→ SELECTED EXCERPT
— start —

Skip to content

Project: Builind a Demand Forecasting Model

It's simple to buy any product with a click and have it delivered to your door. Online shopping has been rapidly evolving over the last few years, making our lives easier. But behind the scenes, e-commerce companies face a complex challenge that needs to be addressed.

Uncertainty plays a big role in how the supply chains plan and organize their operations to ensure that the products are delivered on time. These uncertainties can lead to challenges such as stockouts, delayed deliveries, and increased operational costs.

You work for the Sales & Operations Planning (S&OP) team at a multinational e-commerce company. They need your help to assist in planning for the upcoming end-of-the-year sales. They want to use your insights to plan for promotional opportunities and manage their inventory. This effort is to ensure they have the right products in stock when needed and ensure their customers are satisfied with the prompt delivery to their doorstep.

Data

You are provided with a sales dataset to use. A summary and preview are provided below.

Online Retail.csv

ColumnDescription
'InvoiceNo'A 6-digit number uniquely assigned to each transaction
'StockCode'A 5-digit number uniquely assigned to each distinct product
'Description'The product name
'Quantity'The quantity of each product (item) per transaction
'UnitPrice'Product price per unit
'CustomerID'A 5-digit number uniquely assigned to each customer
'Country'The name of the country where each customer resides
'InvoiceDate'The day and time when each transaction was generated "MM/DD/YYYY"

— end —

→ EXERCISE REQUIREMENTS
**1)** List every column name given for the dataset in the demand forecasting project brief.
**2)** Extend the demand forecasting project brief past its final line with a short passage that fits its style and subject.
The data placed after this point has no part in the work.

→ GIVEN DATA
— start —

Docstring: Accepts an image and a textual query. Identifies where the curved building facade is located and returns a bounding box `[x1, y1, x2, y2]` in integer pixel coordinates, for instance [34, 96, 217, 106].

— end —

→ ANSWERS FOR THE EXERCISE
**1)** InvoiceNo, StockCode, Description, Quantity, UnitPrice, CustomerID, Country, InvoiceDate

**2)**
'Year'The year when each transaction was generated
'Month'The month when each transaction was generated
'Week'The week when each transaction was generated (1-52)
'Day'The day of the month when each transaction was generated (1-31)
'DayOfWeek'The day of the weeke when each transaction was generated
(0 = Monday, 6 = Sunday)
# Import required libraries
from pyspark.sql import SparkSession
from pyspark.ml.feature import VectorAssembler
from pyspark.ml import Pipeline
from pyspark.ml.regression import RandomForestRegressor
from pyspark.sql.functions import col, dayofmonth, month, year,  to_date, to_timestamp, weekofyear, dayofweek
from pyspark.ml.feature import StringIndexer
from pyspark.ml.evaluation import RegressionEvaluator

# Initialize Spark session
my_spark = SparkSession.builder.appName("SalesForecast").getOrCreate()

# Importing sales data
sales_data = my_spark.read.csv(
    "Online Retail.csv", header=True, inferSchema=True, sep=",")

# Convert InvoiceDate to datetime 
sales_data = sales_data.withColumn("InvoiceDate", to_date(
    to_timestamp(col("InvoiceDate"), "d/M/yyyy H:mm")))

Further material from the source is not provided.